REQUIREMENT 1: Reproduce everything in the Kafka interrupt email thread from "On 1/15/15 10:52" down to "without a test.", without changing a word.
REQUIREMENT 2: Translate this sentence from the Kafka interrupt email thread into Spanish: "If the sendRequest in SimpleConsumer catches a Throwable, it will catch ClosedByInterruptException."
== EXCERPTED PASSAGE
Hey Zach,

I'm beginning to wonder if this line is the problem:

  
https://github.com/apache/kafka/blob/0.8.1/core/src/main/scala/kafka/consum
er/SimpleConsumer.scala#L75

If the sendRequest in SimpleConsumer catches a Throwable, it will catch
ClosedByInterruptException. This will cause the interrupt flag to get
reset, I think. If the consumer the retries the send, and it succeeds,
then I think it will continue on and ignore the interrupt. Going to poke a
Kafka dev to see if I am misunderstanding something.

Cheers,
Chris

On 1/15/15 10:52 AM, "Chris Riccomini" <[email protected]> wrote:

>Hey Zach,
>
>Hmm. It sounds like something is catching the InterruptedException, and
>letting the interrupt flag get reset. If that happens, the
>ExponentialSleepStrategy [1] will continue running.
>
>I walked through the code, but couldn't find where it might be doing so,
>but it's hard to catch these without a test.
>
>> I have never seen that "Restarting consumer due to ..." warn line in the
>>logs.
>
>If that's the case, then I don't think the BrokerProxy can be reconnecting
>since reconnect must be set to true, which would require seeing that log
>line [2].
>
>Out of curiosity, what version of the JVM are you using? Trying to
>replicate this is proving tricky.
>
>I'm beginning to wonder if this has to do with InterruptedException vs.
>ClosedByInterruptException. In TestStatefulTask, I only see this the first
>log line:
>
>  case e: InterruptedException => info("Got interrupt exception in broker
>proxy thread.")
>  case e: ClosedByInterruptException => info("Got closed by interrupt
>exception in broker proxy thread.")
>
>This is probably because the test connects to a local Kafka broker, so nio
>socket operations are extremely fast, and the test almost always gets
>interrupted on a Thread.sleep, not a blocking socket operation. I'm
>wondering if a ClosedByInterruptException exception would cause the
>hanging that you're seeing.
>
>
>Out of curiosity, is your container on the same machine as your broker, or
>a different machine?
====
== LISTING
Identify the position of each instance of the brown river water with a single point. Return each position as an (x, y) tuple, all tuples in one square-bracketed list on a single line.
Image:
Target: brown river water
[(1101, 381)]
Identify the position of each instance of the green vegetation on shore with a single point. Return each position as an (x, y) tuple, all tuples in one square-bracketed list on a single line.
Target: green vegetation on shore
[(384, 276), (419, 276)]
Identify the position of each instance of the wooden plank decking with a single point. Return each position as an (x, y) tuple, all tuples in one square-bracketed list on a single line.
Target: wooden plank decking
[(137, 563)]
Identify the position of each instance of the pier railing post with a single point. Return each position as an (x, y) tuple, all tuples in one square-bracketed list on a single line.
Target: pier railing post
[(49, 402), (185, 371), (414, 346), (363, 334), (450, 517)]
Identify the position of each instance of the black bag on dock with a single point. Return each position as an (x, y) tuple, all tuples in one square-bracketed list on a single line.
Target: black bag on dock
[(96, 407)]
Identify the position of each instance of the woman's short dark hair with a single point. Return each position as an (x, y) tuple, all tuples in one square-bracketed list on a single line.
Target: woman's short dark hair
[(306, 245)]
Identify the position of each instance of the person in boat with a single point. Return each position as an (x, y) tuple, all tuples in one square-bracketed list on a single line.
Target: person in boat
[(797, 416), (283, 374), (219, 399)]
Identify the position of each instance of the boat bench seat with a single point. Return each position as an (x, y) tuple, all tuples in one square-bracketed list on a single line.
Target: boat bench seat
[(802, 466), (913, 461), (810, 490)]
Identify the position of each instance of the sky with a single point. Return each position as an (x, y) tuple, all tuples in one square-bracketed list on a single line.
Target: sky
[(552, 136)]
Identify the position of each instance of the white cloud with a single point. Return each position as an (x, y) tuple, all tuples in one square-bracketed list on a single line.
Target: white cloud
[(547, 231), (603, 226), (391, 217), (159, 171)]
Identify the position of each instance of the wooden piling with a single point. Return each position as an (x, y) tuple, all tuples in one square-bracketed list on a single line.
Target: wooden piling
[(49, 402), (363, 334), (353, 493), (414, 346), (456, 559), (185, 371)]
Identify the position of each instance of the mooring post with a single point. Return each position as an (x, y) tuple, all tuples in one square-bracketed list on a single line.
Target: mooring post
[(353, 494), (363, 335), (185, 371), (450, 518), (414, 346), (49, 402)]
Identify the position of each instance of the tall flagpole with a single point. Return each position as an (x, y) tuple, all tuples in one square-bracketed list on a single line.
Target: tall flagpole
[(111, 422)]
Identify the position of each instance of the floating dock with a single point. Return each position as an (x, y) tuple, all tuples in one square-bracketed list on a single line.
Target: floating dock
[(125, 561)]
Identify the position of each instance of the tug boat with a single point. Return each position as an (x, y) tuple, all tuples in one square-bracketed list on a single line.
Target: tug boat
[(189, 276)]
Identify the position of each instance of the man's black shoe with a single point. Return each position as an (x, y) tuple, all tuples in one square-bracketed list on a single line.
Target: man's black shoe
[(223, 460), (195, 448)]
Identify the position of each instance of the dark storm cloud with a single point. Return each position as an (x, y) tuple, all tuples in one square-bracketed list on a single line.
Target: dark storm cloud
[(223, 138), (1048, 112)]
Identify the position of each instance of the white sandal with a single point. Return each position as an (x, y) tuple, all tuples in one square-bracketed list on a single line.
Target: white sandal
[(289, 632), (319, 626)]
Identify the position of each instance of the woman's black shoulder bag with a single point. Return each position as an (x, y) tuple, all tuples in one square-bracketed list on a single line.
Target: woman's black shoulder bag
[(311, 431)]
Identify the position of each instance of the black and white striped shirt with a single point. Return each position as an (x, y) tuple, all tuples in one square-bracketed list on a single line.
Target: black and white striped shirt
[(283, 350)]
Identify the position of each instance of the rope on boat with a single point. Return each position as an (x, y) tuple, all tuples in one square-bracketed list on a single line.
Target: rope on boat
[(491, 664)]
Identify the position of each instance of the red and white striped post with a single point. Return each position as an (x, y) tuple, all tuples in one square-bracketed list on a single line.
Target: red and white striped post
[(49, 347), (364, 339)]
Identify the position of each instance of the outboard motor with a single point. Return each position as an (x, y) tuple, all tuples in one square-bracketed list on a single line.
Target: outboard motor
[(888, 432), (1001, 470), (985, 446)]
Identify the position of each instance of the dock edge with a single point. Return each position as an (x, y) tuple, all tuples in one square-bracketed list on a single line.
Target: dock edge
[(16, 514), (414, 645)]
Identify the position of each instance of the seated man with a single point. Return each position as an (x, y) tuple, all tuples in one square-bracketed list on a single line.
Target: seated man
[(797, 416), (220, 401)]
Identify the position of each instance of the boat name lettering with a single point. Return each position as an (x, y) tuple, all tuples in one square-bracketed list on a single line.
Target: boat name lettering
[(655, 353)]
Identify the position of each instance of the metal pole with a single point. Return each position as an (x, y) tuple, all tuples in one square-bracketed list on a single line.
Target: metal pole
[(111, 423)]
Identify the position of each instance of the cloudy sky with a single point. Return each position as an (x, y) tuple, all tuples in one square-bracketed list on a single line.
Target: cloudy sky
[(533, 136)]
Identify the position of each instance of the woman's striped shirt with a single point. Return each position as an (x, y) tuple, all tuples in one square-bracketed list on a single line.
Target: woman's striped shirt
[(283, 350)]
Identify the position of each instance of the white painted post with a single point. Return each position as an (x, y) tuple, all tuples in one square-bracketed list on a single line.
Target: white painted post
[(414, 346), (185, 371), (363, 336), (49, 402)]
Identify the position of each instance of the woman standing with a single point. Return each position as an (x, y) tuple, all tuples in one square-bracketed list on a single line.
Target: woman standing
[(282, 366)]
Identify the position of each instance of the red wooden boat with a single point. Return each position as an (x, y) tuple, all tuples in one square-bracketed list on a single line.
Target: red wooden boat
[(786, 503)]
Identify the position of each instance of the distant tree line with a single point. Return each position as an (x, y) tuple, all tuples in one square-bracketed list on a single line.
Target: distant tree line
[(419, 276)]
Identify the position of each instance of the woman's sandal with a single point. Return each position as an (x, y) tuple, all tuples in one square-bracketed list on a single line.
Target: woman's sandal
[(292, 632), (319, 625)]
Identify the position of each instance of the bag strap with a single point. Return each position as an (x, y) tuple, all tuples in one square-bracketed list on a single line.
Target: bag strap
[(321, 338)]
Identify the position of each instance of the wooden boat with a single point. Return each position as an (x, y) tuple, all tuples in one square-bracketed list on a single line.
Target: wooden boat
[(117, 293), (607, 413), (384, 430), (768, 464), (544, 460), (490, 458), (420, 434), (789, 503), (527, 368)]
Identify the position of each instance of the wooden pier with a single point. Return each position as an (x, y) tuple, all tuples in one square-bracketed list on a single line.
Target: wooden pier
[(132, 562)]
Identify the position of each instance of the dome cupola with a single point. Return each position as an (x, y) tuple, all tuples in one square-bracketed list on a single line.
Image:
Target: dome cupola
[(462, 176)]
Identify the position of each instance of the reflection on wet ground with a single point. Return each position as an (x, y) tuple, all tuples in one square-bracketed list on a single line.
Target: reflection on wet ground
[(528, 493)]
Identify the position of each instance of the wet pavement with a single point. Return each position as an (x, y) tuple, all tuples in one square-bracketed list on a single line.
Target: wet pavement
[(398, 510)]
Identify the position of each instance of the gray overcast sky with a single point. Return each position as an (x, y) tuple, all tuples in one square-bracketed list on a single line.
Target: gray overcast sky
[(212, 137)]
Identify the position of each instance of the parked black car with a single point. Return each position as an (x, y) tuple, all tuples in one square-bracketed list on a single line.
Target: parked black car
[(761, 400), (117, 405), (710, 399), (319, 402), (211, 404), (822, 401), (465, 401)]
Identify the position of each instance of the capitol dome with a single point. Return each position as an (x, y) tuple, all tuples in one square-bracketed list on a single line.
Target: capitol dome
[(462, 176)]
====
TASK RESULT 1:
On 1/15/15 10:52 AM, "Chris Riccomini" <[email protected]> wrote:

>Hey Zach,
>
>Hmm. It sounds like something is catching the InterruptedException, and
>letting the interrupt flag get reset. If that happens, the
>ExponentialSleepStrategy [1] will continue running.
>
>I walked through the code, but couldn't find where it might be doing so,
>but it's hard to catch these without a test.

TASK RESULT 2: Si el sendRequest de SimpleConsumer captura un Throwable, capturará ClosedByInterruptException.